TAREA A: Reproduce sin cambios todo lo que va en el texto seleccionado desde "Los mejores cuidados, un" hasta "vida al heredero.".
TAREA B: Según el texto seleccionado, ¿qué estuvo a punto de dejar cojo de por vida al heredero?

TEXTO SELECCIONADO:
Vencido el plazo establecido, se prepararon para recibir el primer hijo. La criatura, sin embargo, se obstinó en no llegar. Médicos, consultas, vitaminas, hormonas. Por un tiempo, todo fue inútil. Al fin, y cuando ya comenzaba el pesimismo de la esterilidad a echar raíces en el espíritu de los esposos, apareció una heredera. Dos años después el heredero. Aunque con un cierto retraso, el plan soñado se ponía definiti­vamente en marcha. Entre los cónyuges reinaba una cierta satisfacción, como la de quienes se sienten plenamente dueños de sus destinos.

Los mejores cuidados, un cuarto lleno de juguetes, y el comenzar a preparar la lista de los centros educativos donde los niños se familiarizarían con el saber: colegios, universidades, nacionales y extranjeras.

Aunque no estaban previstas -los niños habían recibido toda clase de atenciones preventivas de cualquier malestar, y todas las vacunas conocidas hasta ese momento, para alejar los riesgos- algunas enfermedades no pidieron ningún permiso para anunciar su carta de presentación. Unas infecciones intestinales estuvieron a punto de quebrar la vida de la heredera, y una caída curiosa mientras cabalgaba, casi deja cojo de por vida al heredero.

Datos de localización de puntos
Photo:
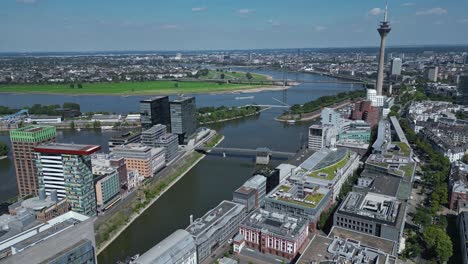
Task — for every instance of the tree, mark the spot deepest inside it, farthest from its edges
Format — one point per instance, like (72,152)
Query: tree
(3,149)
(438,243)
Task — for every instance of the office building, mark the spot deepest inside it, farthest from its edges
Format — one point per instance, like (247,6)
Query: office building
(149,136)
(258,183)
(216,227)
(458,184)
(155,110)
(170,143)
(45,207)
(384,29)
(462,224)
(463,90)
(246,196)
(23,142)
(371,213)
(146,160)
(68,238)
(125,139)
(327,169)
(346,246)
(107,187)
(274,233)
(432,74)
(112,161)
(67,169)
(299,201)
(367,112)
(178,248)
(183,117)
(396,66)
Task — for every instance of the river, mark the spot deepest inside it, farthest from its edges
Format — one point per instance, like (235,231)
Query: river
(208,183)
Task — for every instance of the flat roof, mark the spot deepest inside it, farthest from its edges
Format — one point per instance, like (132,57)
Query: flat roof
(65,148)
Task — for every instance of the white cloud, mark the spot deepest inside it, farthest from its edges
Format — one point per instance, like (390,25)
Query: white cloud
(245,11)
(27,1)
(199,9)
(319,28)
(376,11)
(433,11)
(170,26)
(273,22)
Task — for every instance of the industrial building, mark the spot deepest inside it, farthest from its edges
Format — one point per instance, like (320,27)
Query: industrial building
(68,238)
(67,169)
(216,227)
(274,233)
(178,248)
(23,142)
(155,110)
(183,117)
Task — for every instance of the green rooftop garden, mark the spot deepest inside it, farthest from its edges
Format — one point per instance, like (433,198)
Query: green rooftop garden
(315,198)
(404,148)
(330,170)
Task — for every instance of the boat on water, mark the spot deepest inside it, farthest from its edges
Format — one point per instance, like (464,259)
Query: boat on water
(244,97)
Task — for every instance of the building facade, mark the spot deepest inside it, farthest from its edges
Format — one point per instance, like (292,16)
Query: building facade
(155,110)
(23,142)
(183,117)
(178,248)
(67,169)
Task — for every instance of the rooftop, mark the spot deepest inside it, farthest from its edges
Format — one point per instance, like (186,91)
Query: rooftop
(212,217)
(64,148)
(281,225)
(371,205)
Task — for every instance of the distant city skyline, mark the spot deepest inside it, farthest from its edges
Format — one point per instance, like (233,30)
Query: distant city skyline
(54,25)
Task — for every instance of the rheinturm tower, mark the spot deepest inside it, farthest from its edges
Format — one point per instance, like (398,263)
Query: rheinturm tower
(383,30)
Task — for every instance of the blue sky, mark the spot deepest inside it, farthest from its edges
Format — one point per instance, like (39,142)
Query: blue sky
(93,25)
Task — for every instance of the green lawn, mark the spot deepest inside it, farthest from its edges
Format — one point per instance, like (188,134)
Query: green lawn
(126,88)
(213,74)
(330,170)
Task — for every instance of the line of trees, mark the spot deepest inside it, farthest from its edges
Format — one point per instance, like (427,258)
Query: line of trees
(213,114)
(325,101)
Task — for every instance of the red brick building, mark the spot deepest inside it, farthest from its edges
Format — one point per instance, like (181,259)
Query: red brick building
(365,111)
(274,233)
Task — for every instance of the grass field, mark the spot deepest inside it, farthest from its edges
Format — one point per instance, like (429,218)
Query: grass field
(127,88)
(212,74)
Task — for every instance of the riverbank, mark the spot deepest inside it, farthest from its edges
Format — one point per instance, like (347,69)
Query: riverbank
(313,115)
(237,117)
(109,228)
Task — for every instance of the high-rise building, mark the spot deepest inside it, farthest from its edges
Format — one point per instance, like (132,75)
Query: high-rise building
(23,141)
(149,136)
(67,169)
(115,162)
(170,143)
(155,110)
(396,66)
(463,89)
(183,119)
(384,29)
(432,73)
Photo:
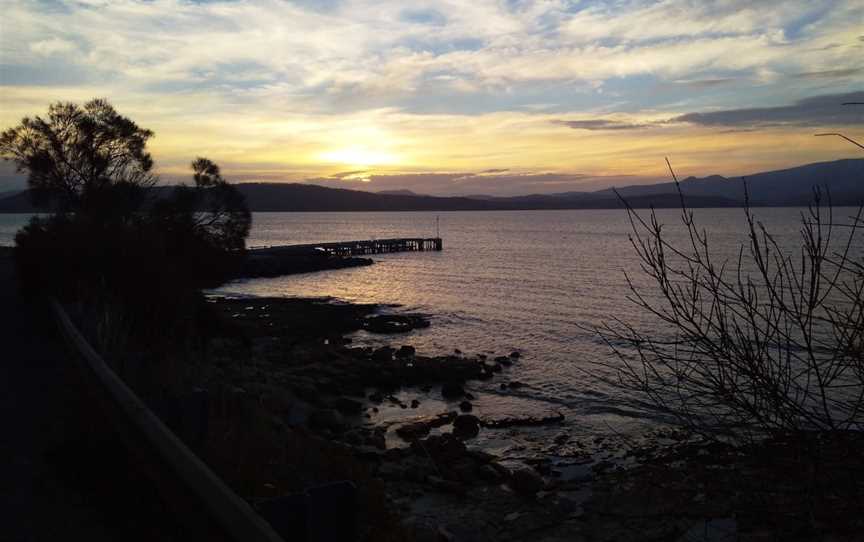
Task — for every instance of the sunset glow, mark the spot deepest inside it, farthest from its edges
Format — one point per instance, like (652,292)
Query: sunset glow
(553,96)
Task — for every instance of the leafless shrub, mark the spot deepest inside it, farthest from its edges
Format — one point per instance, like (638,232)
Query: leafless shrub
(768,342)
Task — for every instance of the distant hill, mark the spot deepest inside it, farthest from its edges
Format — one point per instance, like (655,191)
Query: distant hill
(843,179)
(794,186)
(398,193)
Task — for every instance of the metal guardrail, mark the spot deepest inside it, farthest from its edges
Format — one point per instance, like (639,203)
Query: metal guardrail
(229,513)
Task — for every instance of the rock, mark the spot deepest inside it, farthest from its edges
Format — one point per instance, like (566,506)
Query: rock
(385,353)
(328,419)
(347,406)
(452,391)
(444,449)
(420,428)
(406,351)
(394,323)
(466,426)
(525,482)
(447,486)
(489,473)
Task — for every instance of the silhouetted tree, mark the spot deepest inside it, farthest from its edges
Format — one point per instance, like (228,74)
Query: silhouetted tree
(111,242)
(768,342)
(77,154)
(206,225)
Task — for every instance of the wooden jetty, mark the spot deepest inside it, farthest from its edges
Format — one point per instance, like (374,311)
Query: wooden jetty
(359,248)
(290,259)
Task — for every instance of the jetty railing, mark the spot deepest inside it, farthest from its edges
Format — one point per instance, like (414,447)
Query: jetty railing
(193,491)
(359,248)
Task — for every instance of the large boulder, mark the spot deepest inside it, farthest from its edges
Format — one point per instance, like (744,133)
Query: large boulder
(525,481)
(452,390)
(466,426)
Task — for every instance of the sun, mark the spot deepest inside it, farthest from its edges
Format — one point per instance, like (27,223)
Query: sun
(359,156)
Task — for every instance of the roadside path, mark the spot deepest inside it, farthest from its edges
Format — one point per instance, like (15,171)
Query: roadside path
(56,481)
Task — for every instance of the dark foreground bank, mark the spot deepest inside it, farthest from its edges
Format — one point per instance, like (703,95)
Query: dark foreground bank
(64,475)
(308,386)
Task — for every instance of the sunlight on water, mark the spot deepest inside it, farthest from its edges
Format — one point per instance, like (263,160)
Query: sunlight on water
(531,281)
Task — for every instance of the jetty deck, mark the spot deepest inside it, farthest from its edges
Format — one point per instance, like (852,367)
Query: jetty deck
(358,248)
(291,259)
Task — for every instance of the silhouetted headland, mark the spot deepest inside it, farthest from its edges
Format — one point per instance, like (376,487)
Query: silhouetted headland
(293,259)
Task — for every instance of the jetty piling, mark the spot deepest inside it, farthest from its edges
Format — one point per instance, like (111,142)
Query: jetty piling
(291,259)
(360,248)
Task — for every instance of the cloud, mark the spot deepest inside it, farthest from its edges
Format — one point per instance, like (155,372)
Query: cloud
(53,46)
(825,110)
(488,182)
(830,74)
(599,124)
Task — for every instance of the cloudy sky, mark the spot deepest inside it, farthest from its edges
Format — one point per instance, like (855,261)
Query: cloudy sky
(450,97)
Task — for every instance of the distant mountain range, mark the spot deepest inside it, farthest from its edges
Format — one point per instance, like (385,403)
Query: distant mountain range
(843,179)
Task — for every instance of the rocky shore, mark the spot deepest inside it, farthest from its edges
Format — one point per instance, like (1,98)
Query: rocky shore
(290,359)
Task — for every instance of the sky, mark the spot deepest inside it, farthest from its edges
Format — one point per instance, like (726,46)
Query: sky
(451,97)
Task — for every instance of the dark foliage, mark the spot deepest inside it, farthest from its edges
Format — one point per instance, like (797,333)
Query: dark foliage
(108,245)
(76,152)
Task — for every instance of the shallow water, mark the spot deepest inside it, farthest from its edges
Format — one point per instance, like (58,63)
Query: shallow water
(532,281)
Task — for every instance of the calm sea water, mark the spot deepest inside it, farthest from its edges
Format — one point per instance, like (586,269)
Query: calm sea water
(531,281)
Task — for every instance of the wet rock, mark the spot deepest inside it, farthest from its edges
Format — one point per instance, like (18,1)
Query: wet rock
(466,426)
(327,419)
(405,352)
(489,473)
(452,391)
(447,486)
(385,353)
(347,406)
(394,323)
(525,482)
(420,428)
(524,422)
(444,449)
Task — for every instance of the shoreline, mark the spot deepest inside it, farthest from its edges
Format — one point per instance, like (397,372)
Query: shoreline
(440,484)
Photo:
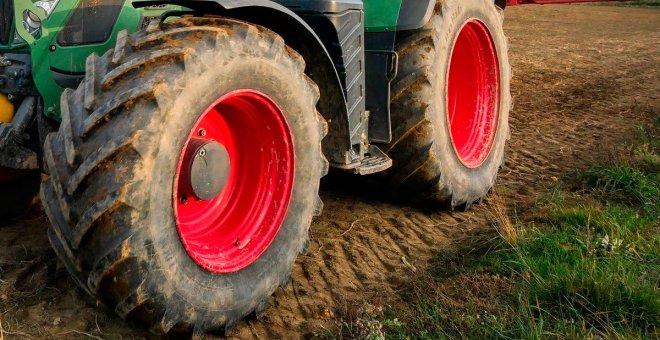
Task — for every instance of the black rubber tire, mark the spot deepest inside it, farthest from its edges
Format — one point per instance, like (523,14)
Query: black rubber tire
(113,160)
(17,195)
(426,167)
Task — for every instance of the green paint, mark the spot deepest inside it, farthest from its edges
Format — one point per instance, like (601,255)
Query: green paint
(47,53)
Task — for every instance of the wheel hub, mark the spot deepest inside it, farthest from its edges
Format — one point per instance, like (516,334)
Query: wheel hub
(206,169)
(473,93)
(234,181)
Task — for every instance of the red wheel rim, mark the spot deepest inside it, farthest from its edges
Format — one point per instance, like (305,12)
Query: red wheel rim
(473,93)
(229,232)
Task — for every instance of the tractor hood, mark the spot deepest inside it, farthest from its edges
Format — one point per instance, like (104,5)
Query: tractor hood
(6,18)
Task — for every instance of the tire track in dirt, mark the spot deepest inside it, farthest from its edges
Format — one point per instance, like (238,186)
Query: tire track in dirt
(566,111)
(582,76)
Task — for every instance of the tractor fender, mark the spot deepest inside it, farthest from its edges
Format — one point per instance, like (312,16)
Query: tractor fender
(301,37)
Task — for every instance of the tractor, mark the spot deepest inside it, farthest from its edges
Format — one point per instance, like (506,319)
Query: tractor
(178,145)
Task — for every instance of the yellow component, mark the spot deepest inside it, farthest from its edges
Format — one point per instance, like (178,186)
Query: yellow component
(6,109)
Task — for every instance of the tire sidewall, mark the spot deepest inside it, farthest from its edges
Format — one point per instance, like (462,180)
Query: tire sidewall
(243,290)
(468,184)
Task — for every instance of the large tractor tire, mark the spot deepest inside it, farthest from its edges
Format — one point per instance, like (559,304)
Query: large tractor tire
(17,190)
(185,174)
(450,105)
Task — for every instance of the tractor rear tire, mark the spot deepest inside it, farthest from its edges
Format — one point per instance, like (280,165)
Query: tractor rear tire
(114,195)
(18,188)
(455,69)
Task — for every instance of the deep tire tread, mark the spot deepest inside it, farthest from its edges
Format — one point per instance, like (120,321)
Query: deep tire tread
(75,198)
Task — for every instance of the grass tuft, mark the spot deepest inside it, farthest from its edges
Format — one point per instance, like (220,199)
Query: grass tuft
(585,264)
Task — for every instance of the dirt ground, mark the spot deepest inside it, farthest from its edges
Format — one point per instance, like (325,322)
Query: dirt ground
(584,76)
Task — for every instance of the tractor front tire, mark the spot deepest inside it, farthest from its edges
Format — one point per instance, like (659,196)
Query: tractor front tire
(137,223)
(450,105)
(18,188)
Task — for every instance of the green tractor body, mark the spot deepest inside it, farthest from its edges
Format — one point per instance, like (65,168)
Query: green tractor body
(182,143)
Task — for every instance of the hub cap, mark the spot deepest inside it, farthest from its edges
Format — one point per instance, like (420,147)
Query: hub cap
(234,181)
(473,93)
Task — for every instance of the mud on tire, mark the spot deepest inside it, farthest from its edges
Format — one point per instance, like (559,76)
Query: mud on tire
(426,166)
(113,161)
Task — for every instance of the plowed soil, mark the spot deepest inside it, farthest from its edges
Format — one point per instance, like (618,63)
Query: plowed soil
(584,77)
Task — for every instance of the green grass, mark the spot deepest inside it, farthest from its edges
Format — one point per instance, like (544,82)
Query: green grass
(585,265)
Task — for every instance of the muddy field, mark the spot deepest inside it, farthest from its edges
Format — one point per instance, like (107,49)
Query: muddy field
(584,77)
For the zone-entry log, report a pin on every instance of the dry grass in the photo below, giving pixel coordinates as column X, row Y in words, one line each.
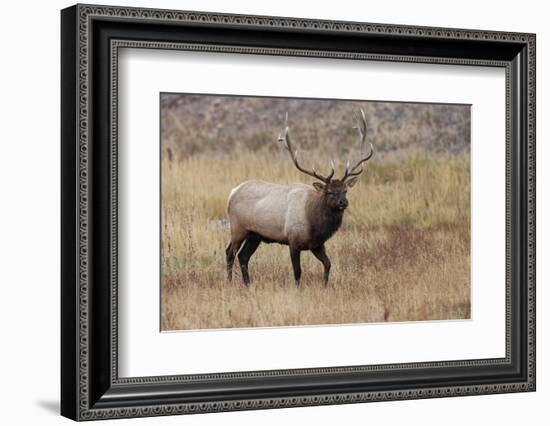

RESPUESTA A:
Los mejores cuidados, un cuarto lleno de juguetes, y el comenzar a preparar la lista de los centros educativos donde los niños se familiarizarían con el saber: colegios, universidades, nacionales y extranjeras.

Aunque no estaban previstas -los niños habían recibido toda clase de atenciones preventivas de cualquier malestar, y todas las vacunas conocidas hasta ese momento, para alejar los riesgos- algunas enfermedades no pidieron ningún permiso para anunciar su carta de presentación. Unas infecciones intestinales estuvieron a punto de quebrar la vida de la heredera, y una caída curiosa mientras cabalgaba, casi deja cojo de por vida al heredero.

RESPUESTA B: Una caída curiosa mientras cabalgaba.